ÉNONCÉ 1 - Recopiez fidèlement le passage de l'extrait sur Louis Delgrès qui commence aux mots « En Guadeloupe, le » et s'arrête après les mots « la Révolution française. ».
ÉNONCÉ 2 - Transcrivez à l'identique les lignes des enregistrements, en commençant à la ligne qui contient « Query: side wall of church » et en vous arrêtant après celle qui contient « (1103, 297) ». Ces deux lignes sont incluses, et rien d'autre n'est à transcrire.

EXTRAIT PROPOSÉ -
┏━━

En Guadeloupe, le comportement révolutionnaire est de mise aujourd’hui. À Pointe-à-Pitre, nombre de signes demeurent, venant de combattants et combattantes dont les noms sont gravés dans la pierre : Ignace, la mulâtresse Solitude, et tellement d’autres… Mais, surtout, un fougueux mulâtre, né en 1766 à Saint-Pierre de la Martinique, qui a pour nom Louis Delgrès. Plus tard, cet homme sera considéré comme l’un des personnages les plus prestigieux de l’histoire de la Guadeloupe. En engrangeant l’expérience des armes, Louis Delgrès deviendra un officier de valeur. D’où le surnom de « Chevalier de la Liberté » dont il sera affublé. Aux Antilles, il était le pendant du « Chevalier d’Assas ». Le coeur pétri dans l’idée noble de la liberté, c’est très tôt que le jeune combattant adhéra aux principes de la Révolution française.
Louis Delgrès servira dans l’armée des républicains français à la Martinique. En 1793, lui sera accordé, à titre provisoire, le grade de capitaine. Mais servir sous les cieux des Antilles avait de quoi faire tourner la tête en ce sens que les îles étaient sans cesse convoitées par les Anglais. D’où les expéditions incessantes de ceux-ci. Et la volonté de ces combattants « français » de défendre les valeurs de la « mère patrie ». Une première fois, Louis Delgrès est fait prisonnier par les Anglais. Il est envoyé en Grande-Bretagne. Mais ce diable d’homme ne restera pas longtemps dans les geôles anglaises. Début 1795, on le retrouve à la Guadeloupe avant qu’il ne soit renvoyé, par la République, dans l’île voisine de Sainte-Lucie. Parce que le vent de la révolte et de la liberté souffle sur toutes les îles des Antilles, l’officier Delgrès rejoint Saint-Vincent où les Caraïbes noires sont en révolte contre les Anglais. Une seconde fois, il est fait prisonnier puis déporté en Grande-Bretagne. Cette fois-ci, il sera libéré en septembre 1797. À la fin 1799, il remet le pied sur le sol guadeloupéen comme aide de camp d’un certain Baco, puis de Pelage. Celui-ci l’élévera au grade de colonel et le placera à la tête de l’arrondissement de Basse-Terre.

┗━━

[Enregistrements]
┏━━

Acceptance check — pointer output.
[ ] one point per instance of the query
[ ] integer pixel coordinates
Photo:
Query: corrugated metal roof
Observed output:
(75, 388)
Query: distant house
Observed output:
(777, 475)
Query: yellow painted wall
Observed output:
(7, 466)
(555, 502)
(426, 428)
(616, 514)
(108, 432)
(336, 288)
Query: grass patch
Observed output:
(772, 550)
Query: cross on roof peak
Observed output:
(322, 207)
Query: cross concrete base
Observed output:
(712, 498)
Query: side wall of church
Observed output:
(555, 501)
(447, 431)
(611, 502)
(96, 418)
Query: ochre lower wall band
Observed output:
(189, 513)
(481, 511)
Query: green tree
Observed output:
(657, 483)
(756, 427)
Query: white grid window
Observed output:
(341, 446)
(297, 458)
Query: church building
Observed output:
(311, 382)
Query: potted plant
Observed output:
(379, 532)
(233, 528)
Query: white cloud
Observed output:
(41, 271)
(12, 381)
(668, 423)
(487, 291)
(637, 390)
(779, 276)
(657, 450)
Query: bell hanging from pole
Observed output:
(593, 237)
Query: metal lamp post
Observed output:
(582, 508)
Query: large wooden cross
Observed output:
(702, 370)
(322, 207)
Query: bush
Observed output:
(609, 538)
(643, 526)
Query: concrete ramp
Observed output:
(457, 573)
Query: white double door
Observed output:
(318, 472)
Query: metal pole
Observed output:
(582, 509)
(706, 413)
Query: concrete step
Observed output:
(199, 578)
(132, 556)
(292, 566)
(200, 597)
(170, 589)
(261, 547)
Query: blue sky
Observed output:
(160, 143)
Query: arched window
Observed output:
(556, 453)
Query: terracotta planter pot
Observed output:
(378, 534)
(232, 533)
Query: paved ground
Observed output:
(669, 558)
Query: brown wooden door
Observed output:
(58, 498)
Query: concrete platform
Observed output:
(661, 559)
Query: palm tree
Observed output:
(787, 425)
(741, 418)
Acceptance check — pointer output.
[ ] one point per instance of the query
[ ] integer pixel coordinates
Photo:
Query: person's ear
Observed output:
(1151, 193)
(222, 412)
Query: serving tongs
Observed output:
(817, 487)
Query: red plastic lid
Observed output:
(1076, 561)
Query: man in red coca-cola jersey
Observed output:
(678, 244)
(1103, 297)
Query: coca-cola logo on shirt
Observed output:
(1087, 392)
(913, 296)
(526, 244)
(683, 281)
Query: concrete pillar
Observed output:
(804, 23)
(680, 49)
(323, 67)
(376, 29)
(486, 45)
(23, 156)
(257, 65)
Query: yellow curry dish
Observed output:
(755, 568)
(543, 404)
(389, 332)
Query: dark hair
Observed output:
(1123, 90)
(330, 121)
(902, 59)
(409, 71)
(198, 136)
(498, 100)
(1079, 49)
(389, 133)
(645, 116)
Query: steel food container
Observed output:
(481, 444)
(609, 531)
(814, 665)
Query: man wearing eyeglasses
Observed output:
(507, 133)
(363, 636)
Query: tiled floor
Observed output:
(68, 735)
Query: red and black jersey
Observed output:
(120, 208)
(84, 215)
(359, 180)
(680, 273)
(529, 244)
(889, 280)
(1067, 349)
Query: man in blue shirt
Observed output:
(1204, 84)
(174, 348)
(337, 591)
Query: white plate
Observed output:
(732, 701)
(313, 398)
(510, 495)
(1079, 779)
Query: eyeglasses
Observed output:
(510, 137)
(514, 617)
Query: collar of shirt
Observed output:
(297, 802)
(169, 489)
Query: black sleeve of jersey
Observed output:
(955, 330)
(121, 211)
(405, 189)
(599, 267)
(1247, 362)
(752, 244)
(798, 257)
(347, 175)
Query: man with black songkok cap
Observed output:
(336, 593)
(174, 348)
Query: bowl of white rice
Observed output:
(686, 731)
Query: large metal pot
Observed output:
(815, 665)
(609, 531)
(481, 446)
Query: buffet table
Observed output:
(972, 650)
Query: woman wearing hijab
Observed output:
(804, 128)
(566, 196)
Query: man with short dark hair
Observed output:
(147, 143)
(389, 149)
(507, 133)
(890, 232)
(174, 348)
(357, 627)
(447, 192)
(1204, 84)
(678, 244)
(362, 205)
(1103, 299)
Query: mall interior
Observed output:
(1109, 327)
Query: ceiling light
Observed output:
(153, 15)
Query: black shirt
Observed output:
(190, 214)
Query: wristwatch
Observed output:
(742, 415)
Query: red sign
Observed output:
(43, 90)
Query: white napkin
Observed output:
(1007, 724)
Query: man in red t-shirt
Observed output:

┗━━
┏━━

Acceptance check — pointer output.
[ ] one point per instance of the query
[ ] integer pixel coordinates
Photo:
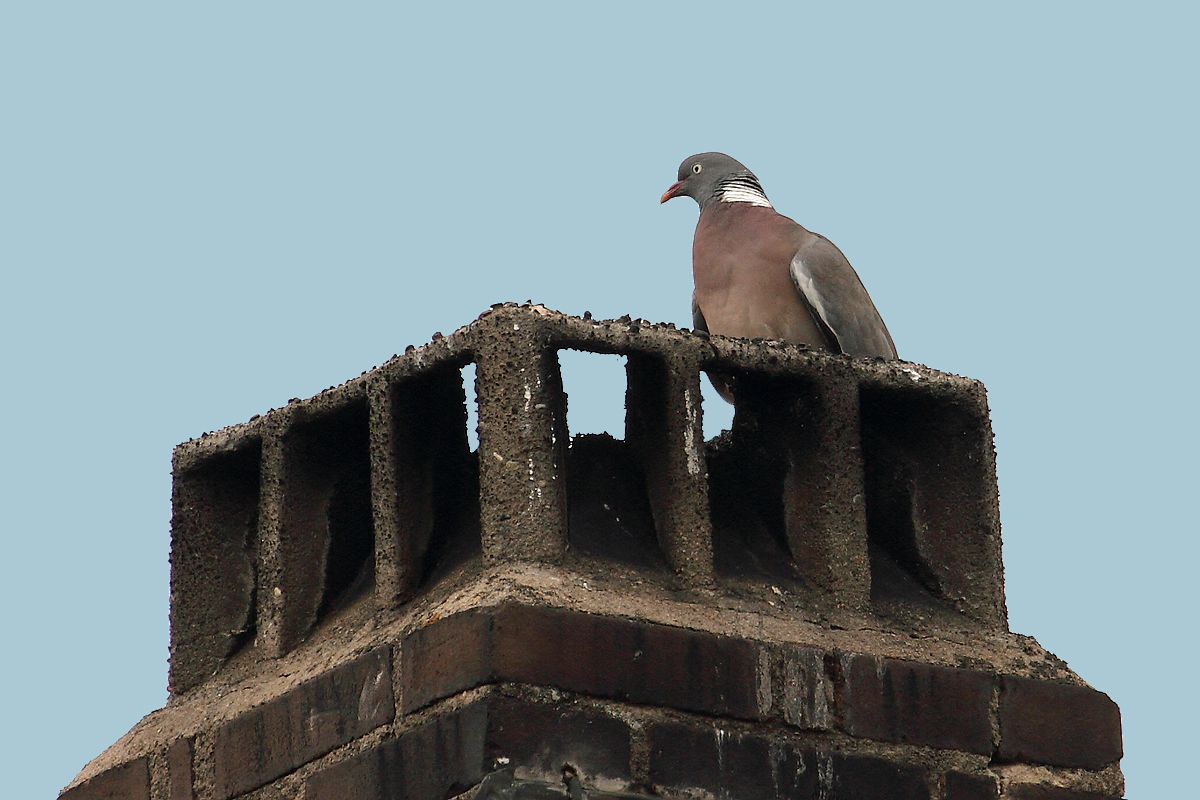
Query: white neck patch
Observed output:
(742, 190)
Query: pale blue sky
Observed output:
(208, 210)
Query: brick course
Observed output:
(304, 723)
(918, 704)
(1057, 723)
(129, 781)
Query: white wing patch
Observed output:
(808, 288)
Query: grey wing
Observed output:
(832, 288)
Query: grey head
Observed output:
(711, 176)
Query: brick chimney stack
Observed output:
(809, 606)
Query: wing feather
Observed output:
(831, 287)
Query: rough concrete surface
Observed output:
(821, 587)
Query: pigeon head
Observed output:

┗━━

RÉSULTAT 1 -
En Guadeloupe, le comportement révolutionnaire est de mise aujourd’hui. À Pointe-à-Pitre, nombre de signes demeurent, venant de combattants et combattantes dont les noms sont gravés dans la pierre : Ignace, la mulâtresse Solitude, et tellement d’autres… Mais, surtout, un fougueux mulâtre, né en 1766 à Saint-Pierre de la Martinique, qui a pour nom Louis Delgrès. Plus tard, cet homme sera considéré comme l’un des personnages les plus prestigieux de l’histoire de la Guadeloupe. En engrangeant l’expérience des armes, Louis Delgrès deviendra un officier de valeur. D’où le surnom de « Chevalier de la Liberté » dont il sera affublé. Aux Antilles, il était le pendant du « Chevalier d’Assas ». Le coeur pétri dans l’idée noble de la liberté, c’est très tôt que le jeune combattant adhéra aux principes de la Révolution française.

RÉSULTAT 2 -
Query: side wall of church
Observed output:
(555, 501)
(447, 431)
(611, 502)
(96, 418)
Query: ochre lower wall band
Observed output:
(189, 513)
(481, 511)
Query: green tree
Observed output:
(657, 483)
(756, 427)
Query: white grid window
Observed output:
(341, 446)
(297, 458)
Query: church building
Observed output:
(311, 382)
Query: potted plant
Observed output:
(379, 532)
(233, 528)
Query: white cloud
Observed output:
(41, 271)
(12, 381)
(668, 423)
(487, 291)
(637, 390)
(779, 276)
(657, 450)
Query: bell hanging from pole
Observed output:
(593, 237)
Query: metal lamp post
Observed output:
(582, 508)
Query: large wooden cross
Observed output:
(702, 370)
(322, 207)
Query: bush
Observed output:
(609, 538)
(643, 526)
Query: concrete ramp
Observed output:
(457, 573)
Query: white double door
Observed output:
(318, 472)
Query: metal pole
Observed output:
(582, 509)
(706, 413)
Query: concrete step
Observed output:
(199, 578)
(132, 556)
(292, 566)
(200, 597)
(170, 589)
(261, 547)
Query: blue sky
Observed output:
(160, 143)
Query: arched window
Observed output:
(556, 453)
Query: terracotta planter pot
Observed output:
(378, 534)
(232, 533)
Query: paved ground
Observed output:
(669, 558)
Query: brown wooden door
Observed output:
(58, 498)
Query: concrete platform
Observed output:
(661, 559)
Query: palm tree
Observed output:
(787, 425)
(741, 418)
Acceptance check — pointer output.
[ ] one point per instance of the query
[ ] integer pixel coordinates
Photo:
Query: person's ear
Observed output:
(1151, 193)
(222, 412)
Query: serving tongs
Observed output:
(817, 487)
Query: red plastic lid
Observed output:
(1076, 561)
Query: man in red coca-cola jersey
Observed output:
(678, 244)
(1103, 297)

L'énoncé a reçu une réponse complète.